* _提示文_:
+++
斎藤: ヒトゲノムを解読したグループは二つあります。一つは、セレラという民間の会社がやったもので、 これは、セレラの社長だった人のDNAを使ったようです。これは本人が仰っています。つまり、特定の人ですね。 彼は、犬のゲノムを決めたときも、自分のペットであるプードルのDNAを使ったらしい。もう一つは、アメリカ、イギリス、中国など、日本も入っていますけど、 国際コンソーシアムがやりました。国際といっても、実際にはアメリカが全部握っていましたので、 アメリカの東海岸にある有名な病院に来たボランティアの人のDNAを使っています。一番よく使われたのが、4人くらいのDNAですね。 それしか、我々は分かりません。あと数人いるんですが、倫理的な問題があるので、誰かというのは絶対明かさない。明かされてはいないけども、 白人だろうなと、我々は思っています。その後で、世界中の、アジア人とかアフリカ人なども調べた結果、ヒトゲノムの配列は、 だいたい、ヨーロッパやアメリカの白人の型と合っていることが多い。我々がやった「耳あか」の研究からも、ヒトゲノムは白人だろうと推定できました。 ヨーロッパ人の耳あかは、ほとんどがウエットですが、ヒトゲノムもウエットタイプでしたから。そのくらいのことは言えますが、 どの人かというのは、国際のほうでは明かされていませんから、そういう意味では秘密です。

三井: 私が聞いたのは国際チームのほうで、セレラという会社がやったほうは、サイエンスという雑誌に発表していて、 人種が異なる5人のDNAを使ったと報告していましたね。
+++
* _データセット_:

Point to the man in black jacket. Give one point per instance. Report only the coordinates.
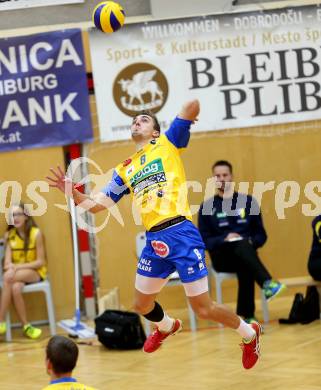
(232, 228)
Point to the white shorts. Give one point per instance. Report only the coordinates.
(149, 286)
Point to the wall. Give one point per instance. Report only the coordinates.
(70, 13)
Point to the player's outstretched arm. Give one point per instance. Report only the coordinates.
(64, 184)
(190, 110)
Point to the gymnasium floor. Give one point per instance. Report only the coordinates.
(207, 359)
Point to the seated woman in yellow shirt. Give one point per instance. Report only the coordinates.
(24, 263)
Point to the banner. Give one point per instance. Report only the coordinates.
(247, 69)
(6, 5)
(43, 91)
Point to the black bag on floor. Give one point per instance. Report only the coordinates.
(120, 330)
(311, 306)
(304, 309)
(295, 315)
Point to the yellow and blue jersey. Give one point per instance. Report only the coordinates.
(155, 177)
(67, 384)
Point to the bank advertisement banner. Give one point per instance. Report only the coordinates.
(247, 69)
(43, 91)
(6, 5)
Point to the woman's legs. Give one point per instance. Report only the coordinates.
(12, 290)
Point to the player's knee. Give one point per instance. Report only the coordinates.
(202, 312)
(16, 288)
(7, 278)
(142, 307)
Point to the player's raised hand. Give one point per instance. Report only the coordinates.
(60, 181)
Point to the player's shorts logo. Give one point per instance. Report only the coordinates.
(139, 87)
(160, 248)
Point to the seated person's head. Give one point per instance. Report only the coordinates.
(61, 356)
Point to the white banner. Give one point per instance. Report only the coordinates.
(247, 69)
(6, 5)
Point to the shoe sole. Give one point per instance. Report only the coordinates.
(172, 334)
(280, 291)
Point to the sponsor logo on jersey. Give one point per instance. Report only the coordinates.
(130, 170)
(127, 162)
(160, 248)
(152, 173)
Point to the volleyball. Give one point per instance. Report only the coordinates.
(108, 16)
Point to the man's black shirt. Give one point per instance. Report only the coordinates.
(239, 214)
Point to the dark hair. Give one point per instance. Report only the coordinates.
(223, 163)
(153, 116)
(62, 354)
(28, 225)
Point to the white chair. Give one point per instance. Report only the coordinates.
(173, 280)
(43, 286)
(219, 279)
(8, 332)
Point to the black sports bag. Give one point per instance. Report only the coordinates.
(120, 330)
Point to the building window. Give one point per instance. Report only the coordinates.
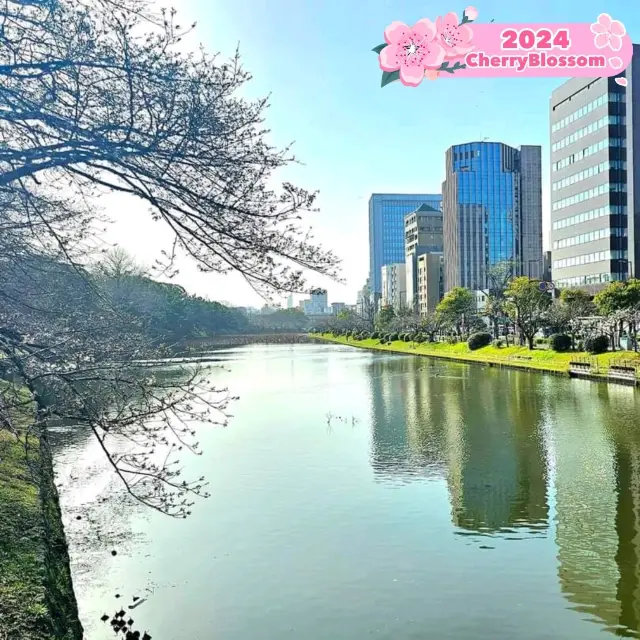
(588, 108)
(585, 131)
(591, 193)
(589, 172)
(588, 258)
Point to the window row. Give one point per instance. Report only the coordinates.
(587, 151)
(592, 278)
(588, 108)
(601, 189)
(600, 212)
(589, 172)
(592, 236)
(605, 121)
(588, 258)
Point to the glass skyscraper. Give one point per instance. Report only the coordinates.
(595, 183)
(492, 212)
(386, 229)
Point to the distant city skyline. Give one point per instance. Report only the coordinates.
(492, 212)
(354, 139)
(595, 180)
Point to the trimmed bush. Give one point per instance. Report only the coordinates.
(560, 342)
(479, 340)
(597, 344)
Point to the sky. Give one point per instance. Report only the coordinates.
(314, 58)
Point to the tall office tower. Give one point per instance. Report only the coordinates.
(422, 234)
(393, 282)
(430, 268)
(386, 229)
(492, 212)
(595, 184)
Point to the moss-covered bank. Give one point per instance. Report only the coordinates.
(36, 594)
(540, 360)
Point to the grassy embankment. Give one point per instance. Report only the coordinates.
(519, 357)
(36, 596)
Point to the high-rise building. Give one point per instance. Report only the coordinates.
(317, 303)
(492, 212)
(394, 285)
(386, 229)
(422, 234)
(430, 287)
(595, 184)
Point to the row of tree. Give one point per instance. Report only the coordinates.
(516, 308)
(102, 97)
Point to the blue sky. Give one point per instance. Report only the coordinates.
(314, 58)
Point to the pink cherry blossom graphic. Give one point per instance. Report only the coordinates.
(471, 13)
(608, 32)
(454, 37)
(411, 50)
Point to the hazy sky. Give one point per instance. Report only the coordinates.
(314, 57)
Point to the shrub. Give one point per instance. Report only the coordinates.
(479, 340)
(597, 344)
(560, 342)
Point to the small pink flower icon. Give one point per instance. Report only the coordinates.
(608, 32)
(454, 37)
(411, 50)
(471, 13)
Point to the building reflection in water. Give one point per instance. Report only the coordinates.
(511, 447)
(432, 418)
(597, 504)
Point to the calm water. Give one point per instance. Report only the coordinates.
(360, 495)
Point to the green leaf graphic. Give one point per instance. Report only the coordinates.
(388, 77)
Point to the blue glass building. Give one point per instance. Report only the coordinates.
(492, 212)
(386, 229)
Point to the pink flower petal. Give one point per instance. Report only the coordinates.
(605, 20)
(451, 19)
(617, 28)
(435, 55)
(411, 76)
(471, 13)
(615, 42)
(389, 59)
(425, 29)
(466, 33)
(460, 52)
(396, 32)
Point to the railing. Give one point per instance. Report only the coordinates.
(623, 370)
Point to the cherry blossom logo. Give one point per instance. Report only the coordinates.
(608, 32)
(427, 49)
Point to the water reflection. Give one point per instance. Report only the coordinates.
(513, 448)
(431, 419)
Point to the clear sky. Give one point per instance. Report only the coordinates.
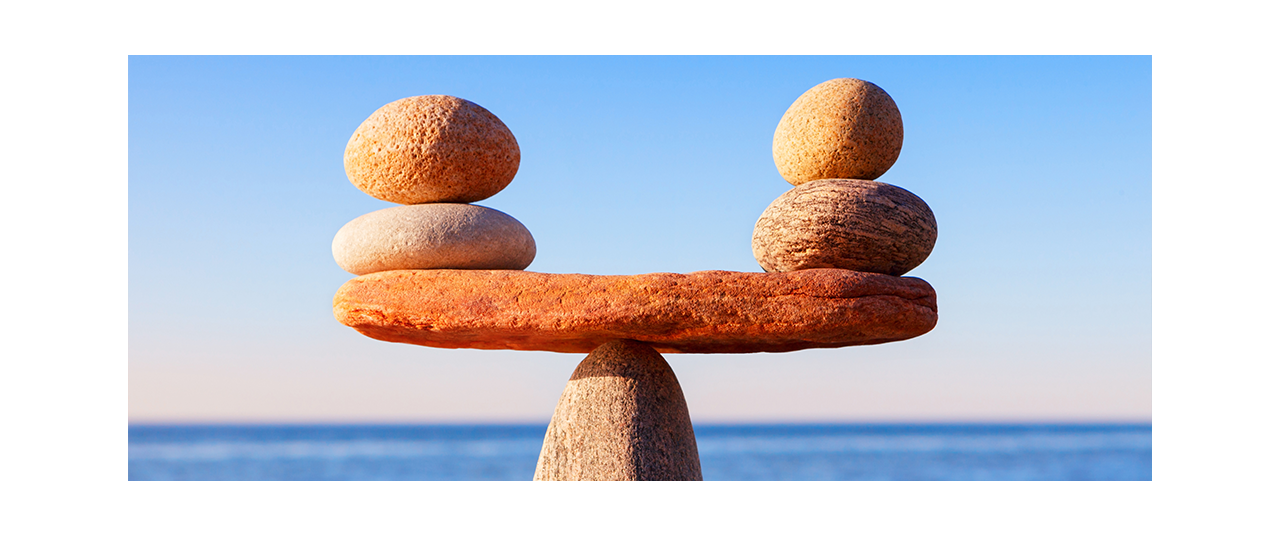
(1037, 169)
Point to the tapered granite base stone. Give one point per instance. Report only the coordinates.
(622, 417)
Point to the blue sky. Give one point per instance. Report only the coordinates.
(1037, 169)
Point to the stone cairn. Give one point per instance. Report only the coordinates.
(447, 274)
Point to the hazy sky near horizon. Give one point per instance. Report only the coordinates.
(1037, 169)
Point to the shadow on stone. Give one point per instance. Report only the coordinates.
(622, 417)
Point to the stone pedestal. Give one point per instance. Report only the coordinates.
(622, 417)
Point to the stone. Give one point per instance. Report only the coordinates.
(621, 417)
(698, 312)
(433, 235)
(851, 224)
(844, 128)
(433, 148)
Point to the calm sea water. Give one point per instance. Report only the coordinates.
(728, 453)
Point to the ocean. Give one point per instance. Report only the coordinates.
(727, 451)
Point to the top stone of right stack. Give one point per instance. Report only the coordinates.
(844, 128)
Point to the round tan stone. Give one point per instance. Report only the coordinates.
(844, 128)
(433, 235)
(433, 148)
(850, 224)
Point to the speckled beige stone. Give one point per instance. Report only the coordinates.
(622, 417)
(839, 129)
(699, 312)
(433, 235)
(430, 150)
(848, 224)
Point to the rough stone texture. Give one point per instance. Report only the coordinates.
(430, 150)
(839, 129)
(433, 235)
(622, 417)
(851, 224)
(699, 312)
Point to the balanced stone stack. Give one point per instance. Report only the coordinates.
(833, 249)
(434, 155)
(832, 143)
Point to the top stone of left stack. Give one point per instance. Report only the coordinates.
(433, 148)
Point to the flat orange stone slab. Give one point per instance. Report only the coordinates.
(699, 312)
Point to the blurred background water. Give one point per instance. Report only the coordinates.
(728, 453)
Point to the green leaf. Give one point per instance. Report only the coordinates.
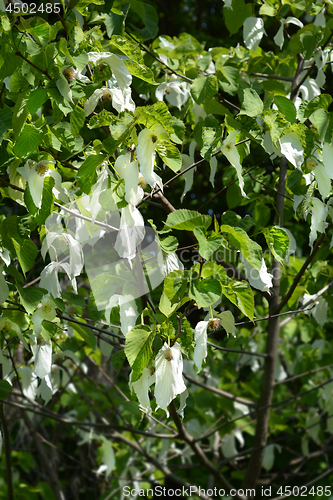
(28, 141)
(204, 88)
(37, 98)
(169, 154)
(175, 285)
(250, 249)
(187, 220)
(26, 254)
(5, 389)
(319, 102)
(149, 16)
(286, 107)
(20, 113)
(87, 175)
(138, 349)
(114, 23)
(85, 334)
(30, 297)
(5, 120)
(253, 105)
(276, 123)
(240, 294)
(207, 244)
(169, 244)
(235, 15)
(157, 114)
(77, 118)
(204, 291)
(278, 242)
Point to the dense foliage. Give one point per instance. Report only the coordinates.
(165, 249)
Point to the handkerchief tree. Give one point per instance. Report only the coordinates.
(165, 251)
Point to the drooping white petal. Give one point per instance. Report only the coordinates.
(42, 358)
(200, 338)
(131, 232)
(253, 31)
(141, 387)
(64, 89)
(323, 180)
(318, 224)
(4, 290)
(230, 152)
(147, 140)
(227, 321)
(169, 375)
(213, 167)
(292, 149)
(279, 37)
(129, 171)
(91, 103)
(261, 280)
(46, 311)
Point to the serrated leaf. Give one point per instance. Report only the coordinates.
(28, 141)
(187, 220)
(169, 244)
(240, 294)
(138, 349)
(278, 242)
(87, 175)
(36, 99)
(249, 248)
(77, 118)
(157, 114)
(286, 107)
(169, 154)
(204, 88)
(204, 291)
(175, 285)
(252, 104)
(207, 244)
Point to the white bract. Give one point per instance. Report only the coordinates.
+++
* _課題内容_:
次の (a)〜(c) がヒトゲノム解読についての提示文の内容と合うかを、それぞれ「はい」か「いいえ」で答え、判断の根拠となる提示文の語句をそのまま引用せよ。
(a) 国際コンソーシアムの解読にDNAを提供した人が誰であるかは、明かされていない。
(b) ヨーロッパ人の耳あかは、ほとんどがドライタイプである。
(c) セレラはサイエンスという雑誌で、人種が異なる5人のDNAを使ったと報告した。
レコードは使わなくてかまわない。

* _解答_:
(a) はい:「どの人かというのは、国際のほうでは明かされていません」
(b) いいえ:「ヨーロッパ人の耳あかは、ほとんどがウエットですが」
(c) はい:「サイエンスという雑誌に発表していて、 人種が異なる5人のDNAを使ったと報告していましたね」